TEXT BLOCK →
As a result, the first proposals for the operational concept of SVETLANA were issued and shared with End Users through dedicated interviews.
During the study on how the limitation of actual FDM could be solved, the reflexion has been conducted along several lines:
1- Improvement of the current "historical" event-based strategy for FDM
In relation to the improvement of the current strategy for FDM, it has been proposed to enhance the current standards event sets. This set has not been modified since 2005 and does not take into account the number of parameters recorded for modern aircraft. This idea shall be further developed in the work on enhanced self-inspection. Another idea is to implement a set standard snapshots, this point should be developed in the same work and also with the development of algorithms.
2- Development of new strategies for FDM such as data mining methods
Another way to improve FDM would be to develop and integrate data-mining algorithms in the analysis loop. The pre-study about "unstabilized approach" event patterns clustering for a B737 operator has been used to judge the potential of such types of data mining analysis.
3- Adding of external and contextual information to FDM data
The potential of external data sources that should be correlated to FDM has been studied. It appears that the following external data could be integrated in the analysis process:
- weather data (METAR),
- astronomical data (aeronautical day/night),
- operational flight plan data (fuel data / trajectory data / loading data),
- crew status information,
- crew roistering.

DATA →
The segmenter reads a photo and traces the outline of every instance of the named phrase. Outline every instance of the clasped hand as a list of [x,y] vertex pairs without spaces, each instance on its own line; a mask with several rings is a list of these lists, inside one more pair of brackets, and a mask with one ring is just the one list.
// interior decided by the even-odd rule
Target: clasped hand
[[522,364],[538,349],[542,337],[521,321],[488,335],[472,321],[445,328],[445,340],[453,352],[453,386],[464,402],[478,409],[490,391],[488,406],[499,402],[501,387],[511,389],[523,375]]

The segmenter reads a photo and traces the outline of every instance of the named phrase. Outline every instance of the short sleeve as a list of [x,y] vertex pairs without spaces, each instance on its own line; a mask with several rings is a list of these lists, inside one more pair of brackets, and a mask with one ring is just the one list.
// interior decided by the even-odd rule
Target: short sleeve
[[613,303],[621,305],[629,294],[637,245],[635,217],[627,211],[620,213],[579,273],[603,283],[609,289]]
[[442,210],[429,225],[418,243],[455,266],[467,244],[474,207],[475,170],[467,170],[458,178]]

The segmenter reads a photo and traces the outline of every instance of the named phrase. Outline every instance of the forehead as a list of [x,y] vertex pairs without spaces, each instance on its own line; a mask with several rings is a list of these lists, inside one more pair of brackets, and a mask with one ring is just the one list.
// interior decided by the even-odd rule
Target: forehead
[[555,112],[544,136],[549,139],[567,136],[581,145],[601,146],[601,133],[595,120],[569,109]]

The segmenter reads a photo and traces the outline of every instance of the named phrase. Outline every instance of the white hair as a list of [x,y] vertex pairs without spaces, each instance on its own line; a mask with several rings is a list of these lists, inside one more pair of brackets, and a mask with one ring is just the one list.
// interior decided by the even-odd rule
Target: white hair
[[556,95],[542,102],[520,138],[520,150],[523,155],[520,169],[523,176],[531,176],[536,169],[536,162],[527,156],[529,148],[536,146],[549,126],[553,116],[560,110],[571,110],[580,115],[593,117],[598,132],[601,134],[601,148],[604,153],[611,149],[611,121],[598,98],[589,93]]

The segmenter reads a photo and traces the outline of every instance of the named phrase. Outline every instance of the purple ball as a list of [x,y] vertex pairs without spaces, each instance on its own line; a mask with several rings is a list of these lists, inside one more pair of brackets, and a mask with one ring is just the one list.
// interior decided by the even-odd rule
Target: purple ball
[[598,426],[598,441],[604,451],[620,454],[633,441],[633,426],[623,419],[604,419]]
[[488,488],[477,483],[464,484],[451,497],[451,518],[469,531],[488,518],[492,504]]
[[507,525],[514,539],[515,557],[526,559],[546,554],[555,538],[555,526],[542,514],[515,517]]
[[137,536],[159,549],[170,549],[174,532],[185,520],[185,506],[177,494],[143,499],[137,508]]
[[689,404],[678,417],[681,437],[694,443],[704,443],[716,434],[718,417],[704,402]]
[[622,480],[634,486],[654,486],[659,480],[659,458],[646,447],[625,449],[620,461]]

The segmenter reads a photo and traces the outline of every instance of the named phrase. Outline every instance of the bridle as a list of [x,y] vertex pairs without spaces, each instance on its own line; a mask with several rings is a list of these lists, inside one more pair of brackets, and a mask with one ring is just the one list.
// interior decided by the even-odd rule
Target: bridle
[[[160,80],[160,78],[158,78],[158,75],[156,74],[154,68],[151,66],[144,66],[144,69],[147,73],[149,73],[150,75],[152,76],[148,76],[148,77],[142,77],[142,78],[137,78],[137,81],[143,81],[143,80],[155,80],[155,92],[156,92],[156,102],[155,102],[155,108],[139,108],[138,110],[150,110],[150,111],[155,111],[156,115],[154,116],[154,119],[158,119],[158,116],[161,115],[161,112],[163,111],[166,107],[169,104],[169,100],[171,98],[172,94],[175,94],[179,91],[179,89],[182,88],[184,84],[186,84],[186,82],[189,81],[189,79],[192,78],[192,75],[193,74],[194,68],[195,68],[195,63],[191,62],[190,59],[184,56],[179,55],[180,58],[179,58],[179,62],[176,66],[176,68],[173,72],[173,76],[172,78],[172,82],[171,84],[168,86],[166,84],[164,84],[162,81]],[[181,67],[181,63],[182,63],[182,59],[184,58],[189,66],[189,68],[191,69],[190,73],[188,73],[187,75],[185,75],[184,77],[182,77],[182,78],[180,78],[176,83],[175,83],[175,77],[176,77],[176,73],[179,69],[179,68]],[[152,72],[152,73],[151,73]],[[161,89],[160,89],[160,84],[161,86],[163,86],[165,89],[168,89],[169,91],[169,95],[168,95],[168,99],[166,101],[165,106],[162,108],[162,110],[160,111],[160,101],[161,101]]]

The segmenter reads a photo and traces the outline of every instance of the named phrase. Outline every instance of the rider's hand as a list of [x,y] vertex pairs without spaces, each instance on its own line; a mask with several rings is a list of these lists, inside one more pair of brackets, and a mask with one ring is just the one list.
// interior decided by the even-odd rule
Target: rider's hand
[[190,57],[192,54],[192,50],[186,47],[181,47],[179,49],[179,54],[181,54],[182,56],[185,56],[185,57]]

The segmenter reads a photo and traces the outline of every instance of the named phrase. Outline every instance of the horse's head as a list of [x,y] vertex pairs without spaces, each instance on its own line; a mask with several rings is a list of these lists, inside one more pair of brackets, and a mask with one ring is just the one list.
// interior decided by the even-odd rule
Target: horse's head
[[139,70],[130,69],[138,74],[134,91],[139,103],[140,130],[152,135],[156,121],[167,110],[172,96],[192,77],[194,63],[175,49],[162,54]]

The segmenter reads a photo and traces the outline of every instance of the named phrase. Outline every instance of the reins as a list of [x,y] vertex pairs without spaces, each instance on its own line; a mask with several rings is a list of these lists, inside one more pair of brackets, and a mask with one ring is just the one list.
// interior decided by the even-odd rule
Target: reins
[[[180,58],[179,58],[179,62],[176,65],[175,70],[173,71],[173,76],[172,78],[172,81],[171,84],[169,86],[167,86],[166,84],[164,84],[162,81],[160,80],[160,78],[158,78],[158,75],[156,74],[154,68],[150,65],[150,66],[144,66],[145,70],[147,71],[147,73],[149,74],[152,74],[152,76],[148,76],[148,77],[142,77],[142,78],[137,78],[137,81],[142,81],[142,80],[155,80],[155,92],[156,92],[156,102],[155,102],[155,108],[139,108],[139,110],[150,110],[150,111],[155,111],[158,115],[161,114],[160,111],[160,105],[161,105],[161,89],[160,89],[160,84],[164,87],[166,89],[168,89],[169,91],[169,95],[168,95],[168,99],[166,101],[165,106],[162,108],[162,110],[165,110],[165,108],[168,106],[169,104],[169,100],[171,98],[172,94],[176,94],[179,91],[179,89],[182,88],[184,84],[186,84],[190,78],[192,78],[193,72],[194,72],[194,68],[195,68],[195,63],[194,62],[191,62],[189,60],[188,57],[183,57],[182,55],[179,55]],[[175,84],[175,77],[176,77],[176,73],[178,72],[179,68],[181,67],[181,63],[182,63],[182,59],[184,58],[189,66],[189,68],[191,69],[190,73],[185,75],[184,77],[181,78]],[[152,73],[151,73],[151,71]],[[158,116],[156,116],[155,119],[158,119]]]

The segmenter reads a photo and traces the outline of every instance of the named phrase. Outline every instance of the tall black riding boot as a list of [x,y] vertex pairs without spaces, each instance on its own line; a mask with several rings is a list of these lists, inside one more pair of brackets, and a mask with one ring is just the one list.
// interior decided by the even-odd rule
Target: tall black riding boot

WHAT YOU SHOULD DO → Reproduce the passage above on improving flight data monitoring from "2- Development of" up to and including "data mining analysis.".

YOUR RESPONSE →
2- Development of new strategies for FDM such as data mining methods
Another way to improve FDM would be to develop and integrate data-mining algorithms in the analysis loop. The pre-study about "unstabilized approach" event patterns clustering for a B737 operator has been used to judge the potential of such types of data mining analysis.